Text block
New US anti-inversion rules spark investor flight

If lowering tax rates was not the objective of this year’s wave of corporate inversions, as many executives claim, then today’s share price declines for European targets would be irrational. After all, why would the Treasury Department's tightening of rules against US corporations domiciling in lower-tax jurisdictions affect overseas strategic acquisitions that are not driven by tax inversion? 

Investors know better. The potential of AbbVie to have new limits placed on its ability to utilise offshore cash, for example, will probably change the calculus of its deal to buy Shire. Change is clearly coming in how the US taxes corporations, and the Treasury’s new inversion rules signal that the debate is entering a new phase.

Bully pulpit

President Barack Obama’s administration took advantage of the pre-election congressional recess to announce the measures, which effective yesterday will tighten rules implemented under existing laws to stop or slow pending or future inversions. Congress will not be able to intervene in the Treasury's action, if it decides to do so, until after election day on November 4, and probably not until after the new legislature organises in 2015.

The issue could be useful for Mr Obama’s Democratic allies running for office in this mid-term contest, and he has given them some ammunition for the fight; Democrat-backed legislation goes further than what the Treasury has proposed, but has little chance of passing (Anti-inversion noise grows but power to act is limited, August 11, 2014).

Treasury Secretary Jacob Lew’s announcement had its most immediate effect across the ocean, however, where companies that have been targets or are thought to be targets saw steep share price declines in trading today.

Shire was off 3% in afternoon London trading and now stands at £51.30, nearly £5 below the AbbVie offer valuation; the Irish-domiciled, US-listed Covidien, the subject of a takeover by Medtronic, slid 2%; AstraZeneca, a former and possibly future Pfizer target, was off 5%; and UK-based Smith & Nephew, subject to numerous M&A rumours, was down 4%.

On the continent, a much-discussed potential prize, Actelion, was down 2%, and Cosmo Pharmaceuticals fell 8%, although this latter move was perhaps due to Allergan's machinations threatening its takeout by Salix Pharmaceuticals (Salix and Actelion reveal an anti-chain in overdrive, September 23, 2014).

What to work on
(A) Answer each question from the article on US anti-inversion rules:
(i) On what date is election day?
(ii) By what percentage was AstraZeneca off in trading?
(iii) At what price does Shire now stand?
(B) List every company whose share price decline the article on US anti-inversion rules reports.
(C) Pick up the article on US anti-inversion rules after its last sentence and continue it.
The records that follow have no connection to the article on US anti-inversion rules.

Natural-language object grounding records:
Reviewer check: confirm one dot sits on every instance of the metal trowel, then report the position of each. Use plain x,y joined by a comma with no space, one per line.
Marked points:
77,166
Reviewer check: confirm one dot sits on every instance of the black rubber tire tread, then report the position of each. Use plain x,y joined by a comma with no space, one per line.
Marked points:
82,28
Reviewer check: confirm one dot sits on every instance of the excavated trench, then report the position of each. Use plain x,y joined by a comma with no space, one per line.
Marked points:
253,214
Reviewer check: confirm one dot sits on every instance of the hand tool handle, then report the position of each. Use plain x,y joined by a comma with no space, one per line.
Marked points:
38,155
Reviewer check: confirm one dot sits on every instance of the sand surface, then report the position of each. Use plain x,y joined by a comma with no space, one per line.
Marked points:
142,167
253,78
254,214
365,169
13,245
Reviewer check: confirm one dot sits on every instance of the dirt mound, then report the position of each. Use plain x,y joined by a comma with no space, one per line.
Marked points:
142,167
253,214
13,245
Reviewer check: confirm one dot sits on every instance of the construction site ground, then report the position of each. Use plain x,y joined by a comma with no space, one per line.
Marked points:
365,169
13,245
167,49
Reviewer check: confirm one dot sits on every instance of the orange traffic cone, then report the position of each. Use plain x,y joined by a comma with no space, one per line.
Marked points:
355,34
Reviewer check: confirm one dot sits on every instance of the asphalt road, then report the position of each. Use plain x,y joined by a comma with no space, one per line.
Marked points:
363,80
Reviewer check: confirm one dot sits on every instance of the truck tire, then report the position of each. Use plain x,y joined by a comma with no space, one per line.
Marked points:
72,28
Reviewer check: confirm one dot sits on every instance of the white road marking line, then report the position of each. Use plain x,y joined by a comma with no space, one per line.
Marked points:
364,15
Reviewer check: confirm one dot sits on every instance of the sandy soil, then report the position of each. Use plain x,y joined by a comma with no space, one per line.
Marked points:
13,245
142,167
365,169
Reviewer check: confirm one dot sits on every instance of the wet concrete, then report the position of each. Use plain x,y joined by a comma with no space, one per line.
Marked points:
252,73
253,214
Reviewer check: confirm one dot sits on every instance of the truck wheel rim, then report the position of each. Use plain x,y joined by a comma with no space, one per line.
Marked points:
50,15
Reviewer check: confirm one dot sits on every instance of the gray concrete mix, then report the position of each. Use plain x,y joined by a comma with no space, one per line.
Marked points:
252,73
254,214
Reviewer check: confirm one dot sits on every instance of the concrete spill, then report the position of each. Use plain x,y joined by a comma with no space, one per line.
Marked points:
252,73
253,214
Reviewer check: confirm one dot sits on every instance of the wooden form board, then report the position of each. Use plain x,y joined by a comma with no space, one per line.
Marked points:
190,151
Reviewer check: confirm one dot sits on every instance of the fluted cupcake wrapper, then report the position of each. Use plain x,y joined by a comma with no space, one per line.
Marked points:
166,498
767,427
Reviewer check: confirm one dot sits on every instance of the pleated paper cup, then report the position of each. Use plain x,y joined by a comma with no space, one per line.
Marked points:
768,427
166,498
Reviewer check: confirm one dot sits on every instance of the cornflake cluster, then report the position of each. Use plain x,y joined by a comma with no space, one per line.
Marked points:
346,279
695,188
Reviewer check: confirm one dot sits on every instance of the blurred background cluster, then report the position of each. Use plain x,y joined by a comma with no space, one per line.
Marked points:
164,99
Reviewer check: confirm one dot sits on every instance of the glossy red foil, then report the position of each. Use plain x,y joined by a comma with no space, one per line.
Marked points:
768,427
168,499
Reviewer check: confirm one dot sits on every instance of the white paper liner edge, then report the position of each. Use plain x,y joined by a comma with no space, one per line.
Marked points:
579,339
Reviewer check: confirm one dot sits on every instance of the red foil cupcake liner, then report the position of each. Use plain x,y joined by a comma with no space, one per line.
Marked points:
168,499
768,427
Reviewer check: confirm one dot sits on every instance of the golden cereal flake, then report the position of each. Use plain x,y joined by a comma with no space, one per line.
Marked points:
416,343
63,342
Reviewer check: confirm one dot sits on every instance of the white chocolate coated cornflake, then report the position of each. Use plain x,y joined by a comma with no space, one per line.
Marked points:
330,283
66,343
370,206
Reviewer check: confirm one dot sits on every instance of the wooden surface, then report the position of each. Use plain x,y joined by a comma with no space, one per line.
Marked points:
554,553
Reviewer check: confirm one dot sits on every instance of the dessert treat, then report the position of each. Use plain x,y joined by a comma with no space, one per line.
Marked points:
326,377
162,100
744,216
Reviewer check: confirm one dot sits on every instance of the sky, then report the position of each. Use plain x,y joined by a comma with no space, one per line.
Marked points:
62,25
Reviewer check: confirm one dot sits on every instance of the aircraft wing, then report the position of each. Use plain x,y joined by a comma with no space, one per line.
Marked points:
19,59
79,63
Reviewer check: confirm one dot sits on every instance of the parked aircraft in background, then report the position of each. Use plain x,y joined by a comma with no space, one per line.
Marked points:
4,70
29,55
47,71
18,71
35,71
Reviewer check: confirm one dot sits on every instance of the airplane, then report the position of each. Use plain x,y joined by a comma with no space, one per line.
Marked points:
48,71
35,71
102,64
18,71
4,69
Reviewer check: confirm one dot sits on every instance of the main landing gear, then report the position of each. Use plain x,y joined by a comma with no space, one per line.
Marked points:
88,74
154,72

Written responses
(A)
(i) November 4
(ii) 5%
(iii) £51.30

(B) Shire, Covidien, AstraZeneca, Smith & Nephew, Actelion, Cosmo Pharmaceuticals

(C)
As EP Vantage noted in July, Washington’s chatter on inversions meant that there were low but still significant risks to AbbVie’s M&A moves, which could see invocation of the Illinois-based group’s obligation to pay billions in break fees if the tax saving maths no longer works (AbbVie brushes off US talk and sweeps up Shire, July 18, 2014). Investors now see this risk as rising.

Nuts and bolts

Because of the Treasury’s limited power to change a congressionally enacted law, Mr Lew’s proposals are fairly modest. For example, there is no requirement for Mr Obama's previous call for shareholders of the former US company to own no more than 50%, rather than 80%, of the new company for the tax re-domiciling to be authorised.

What the new measures do is restrict the financial transactions that allow companies to meet this ownership threshold, such as reducing the US company’s size pre-merger through special dividends, or using passive assets of the foreign company, such as cash, to inflate its value. Other measures restrict the use of a common tax dodge, repatriating cash by designating dividends from a foreign subsidiary as so-called “hopscotch loans”.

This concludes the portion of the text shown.